§ DIRECTIONS: Please copy the data below line for line, leaving out the picture markers.

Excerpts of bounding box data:
+-------+
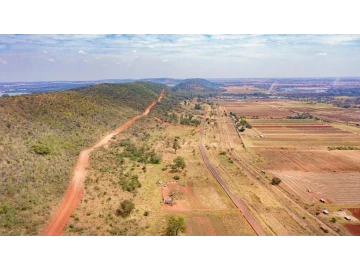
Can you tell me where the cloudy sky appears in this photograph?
[0,33,360,82]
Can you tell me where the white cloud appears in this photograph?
[0,58,7,65]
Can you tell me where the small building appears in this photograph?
[164,197,173,204]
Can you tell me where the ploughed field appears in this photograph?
[221,101,360,210]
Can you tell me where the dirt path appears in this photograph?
[41,90,165,236]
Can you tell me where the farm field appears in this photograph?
[222,101,291,118]
[224,85,264,94]
[200,107,338,235]
[220,100,360,234]
[64,100,255,236]
[276,101,360,123]
[270,170,360,204]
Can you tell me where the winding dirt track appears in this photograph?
[41,90,165,236]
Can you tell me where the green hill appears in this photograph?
[0,82,169,235]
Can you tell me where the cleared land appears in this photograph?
[219,100,360,234]
[224,85,264,94]
[222,101,291,118]
[64,99,255,235]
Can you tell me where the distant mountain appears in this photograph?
[140,78,183,86]
[172,78,223,92]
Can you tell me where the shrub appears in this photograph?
[116,200,135,218]
[166,216,186,236]
[271,177,281,185]
[31,143,51,155]
[119,175,141,192]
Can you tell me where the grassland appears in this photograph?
[0,83,169,235]
[64,98,254,235]
[217,100,360,235]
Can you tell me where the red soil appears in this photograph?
[161,182,191,212]
[345,224,360,236]
[255,125,334,129]
[349,208,360,219]
[41,90,165,236]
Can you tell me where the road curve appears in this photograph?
[41,90,165,236]
[199,109,267,236]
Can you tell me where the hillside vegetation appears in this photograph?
[0,82,169,235]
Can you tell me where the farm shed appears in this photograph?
[164,198,173,204]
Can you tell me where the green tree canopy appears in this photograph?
[173,157,186,171]
[166,216,186,236]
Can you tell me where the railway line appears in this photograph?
[219,105,340,236]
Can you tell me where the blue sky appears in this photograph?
[0,33,360,82]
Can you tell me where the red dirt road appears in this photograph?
[41,90,165,236]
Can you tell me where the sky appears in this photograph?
[0,33,360,82]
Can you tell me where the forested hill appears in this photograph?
[172,78,222,92]
[0,82,169,235]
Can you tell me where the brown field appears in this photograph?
[349,208,360,219]
[224,85,263,94]
[270,170,360,204]
[246,134,360,150]
[222,101,292,118]
[345,224,360,236]
[278,102,360,123]
[65,99,255,235]
[221,100,360,234]
[256,148,360,172]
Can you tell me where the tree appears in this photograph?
[173,138,181,154]
[173,157,186,171]
[271,177,281,185]
[116,200,135,218]
[166,216,186,236]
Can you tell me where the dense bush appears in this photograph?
[115,200,135,218]
[31,143,51,155]
[119,175,141,192]
[166,216,186,236]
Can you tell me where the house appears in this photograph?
[164,197,173,204]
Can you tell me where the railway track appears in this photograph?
[219,106,340,236]
[199,108,267,236]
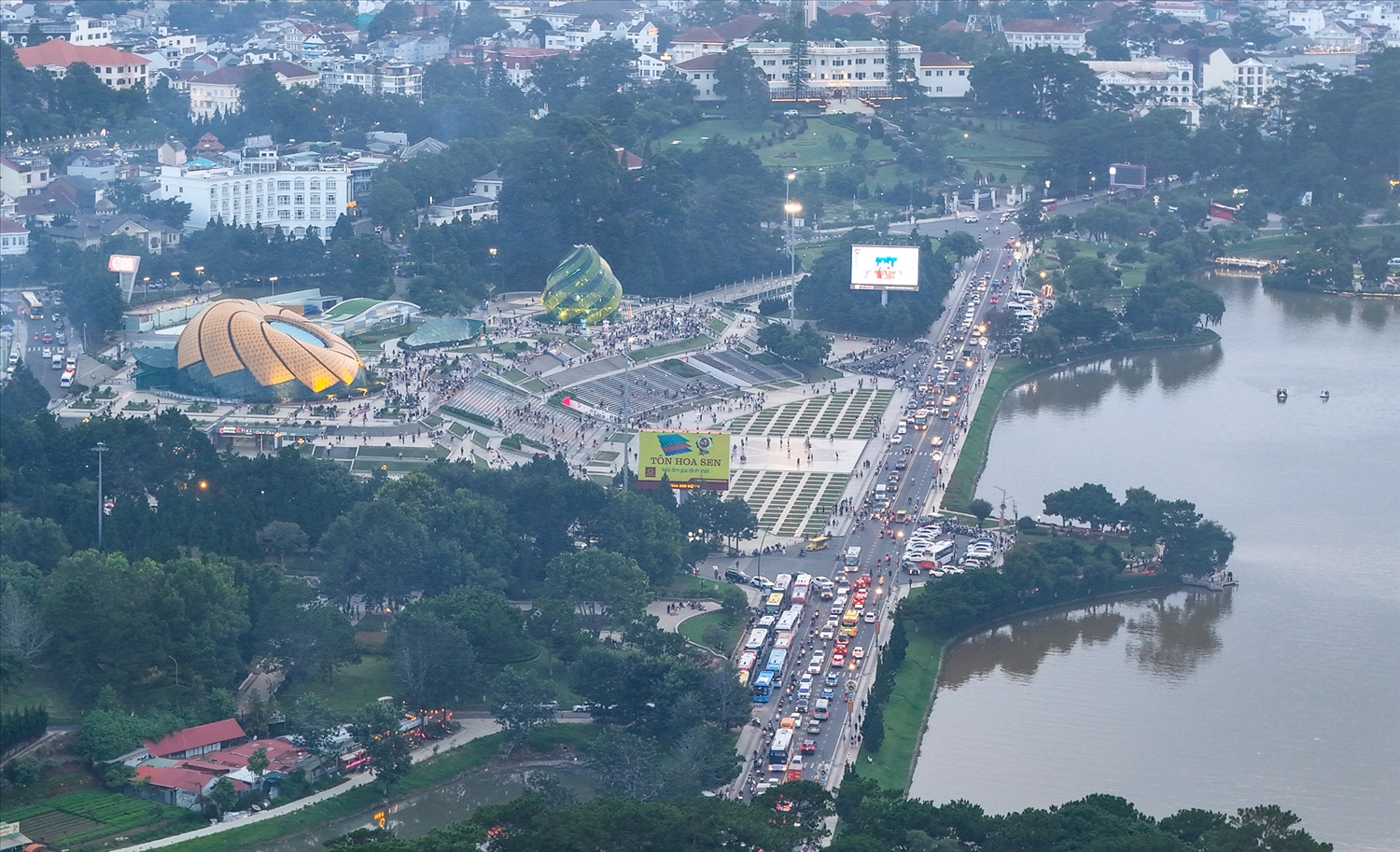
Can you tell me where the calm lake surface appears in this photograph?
[910,275,1400,852]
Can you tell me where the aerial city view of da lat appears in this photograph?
[0,0,1400,852]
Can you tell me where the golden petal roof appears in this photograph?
[175,300,364,393]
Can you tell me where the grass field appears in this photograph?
[1229,225,1400,260]
[677,611,742,655]
[944,359,1032,512]
[0,669,83,725]
[0,789,204,849]
[856,623,945,792]
[657,118,862,168]
[277,653,402,719]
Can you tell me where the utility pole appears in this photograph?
[92,440,106,550]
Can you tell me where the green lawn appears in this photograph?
[677,611,744,655]
[652,570,728,600]
[0,669,83,725]
[856,623,946,792]
[1228,225,1400,260]
[657,116,862,168]
[277,653,403,719]
[944,358,1033,512]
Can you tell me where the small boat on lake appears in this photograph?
[1182,568,1239,592]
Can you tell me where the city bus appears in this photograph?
[775,608,803,633]
[739,650,759,684]
[773,574,792,597]
[753,672,775,704]
[744,627,769,652]
[769,728,795,773]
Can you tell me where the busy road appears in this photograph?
[733,216,1021,796]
+-------+
§ TASK SOLUTION:
Can you tell me where the cloudy sky appears in this photograph?
[0,33,360,82]
Can you tell me where the white cloud appears in this photograph?
[0,58,7,65]
Can you tell me where the small building appears in this photograph?
[164,197,173,204]
Can you tell me where the ploughed field appears in this photograph?
[221,101,360,210]
Can you tell me where the dirt path appears in this photograph?
[41,90,165,236]
Can you tell me where the farm field appears in this photograph?
[222,101,291,118]
[224,85,264,94]
[200,107,338,235]
[220,100,360,234]
[64,100,255,236]
[276,101,360,123]
[270,170,360,204]
Can you tell me where the winding dirt track appears in this photograph?
[41,90,165,236]
Can you tell me where the green hill appears in this photograph?
[0,82,169,235]
Can you tell me where the cleared land appears in this photograph?
[219,100,360,234]
[224,85,264,94]
[222,101,291,118]
[64,99,255,235]
Can you tell me where the distant mountain appears in this photograph?
[140,78,183,86]
[172,78,223,92]
Can you tell me where the shrub appears in this photograph?
[116,200,135,218]
[166,216,186,236]
[271,177,281,185]
[31,143,51,155]
[119,175,141,192]
Can you tell me where the grassland appears in this photograph?
[0,83,169,235]
[64,98,254,235]
[217,100,360,235]
Can you tell me where the red soil appears in this photograph?
[161,182,191,212]
[345,224,360,236]
[255,125,334,129]
[349,208,360,219]
[41,90,165,236]
Can you tell me where the road curve appears in this photograph?
[41,90,165,236]
[199,109,267,236]
Can you tell me where the hillside vegetation appears in this photograph?
[0,82,169,235]
Can you tell me where the farm shed appears in this photograph?
[164,198,173,204]
Can you tell me where the green tree canopy appears in this photograph?
[173,157,186,171]
[166,216,186,236]
Can you tell me where the railway line appears in this photograph?
[219,105,340,236]
Can you tell me where the blue sky appears in this photograph?
[0,33,360,82]
Can you tell me where the red dirt road appears in this photograph?
[41,90,165,236]
Can you tell me where the sky appears in this photograph?
[0,33,360,82]
Can you tell me where the forested hill appears in this photograph?
[172,78,222,92]
[0,82,169,235]
Can you tell me where the brown field appears in this photograph?
[349,208,360,219]
[224,85,263,94]
[270,170,360,204]
[246,134,360,150]
[222,101,292,118]
[345,224,360,236]
[278,102,360,123]
[65,99,255,235]
[221,100,360,234]
[256,148,360,172]
Can you tell me where the tree appears in this photograph?
[173,138,181,154]
[173,157,186,171]
[271,177,281,185]
[116,200,135,218]
[166,216,186,236]
Can you tell me where the dense bush appears in this photograph?
[115,200,135,218]
[31,143,51,155]
[119,175,141,192]
[166,216,186,236]
Can you tell me where the house appears in this photograph?
[164,197,173,204]
Can you tell me where the railway track appears in this photograph?
[219,106,340,236]
[199,108,267,236]
Can you tell me where the calm lake surface appears in this photograph?
[910,275,1400,852]
Can you tell me where the aerial city view of da lat appears in this photograph?
[0,0,1400,852]
Can you tell me where the golden petal roof appears in this photograph?
[175,300,364,393]
Can you tell me where the grass field appears in this photograph?
[1229,225,1400,260]
[677,611,742,655]
[944,359,1032,512]
[0,669,83,725]
[0,789,204,849]
[856,623,945,792]
[657,118,862,168]
[277,653,402,719]
Can you tell me where the utility pole appears in this photograph?
[92,440,106,550]
Can you tell me where the green lawn appears in this photograph?
[677,611,744,655]
[652,570,728,600]
[0,669,83,725]
[856,623,946,792]
[1228,225,1400,260]
[657,116,862,168]
[277,653,403,719]
[944,358,1033,512]
Can you tell me where the small boat on lake appears in this photograph?
[1182,568,1239,592]
Can you tell me where the city bus appears in this photograph?
[775,608,803,633]
[739,650,759,684]
[773,574,792,597]
[753,672,775,704]
[744,627,769,652]
[769,728,795,773]
Can you tell me where the busy road appears in this photograph?
[733,216,1021,796]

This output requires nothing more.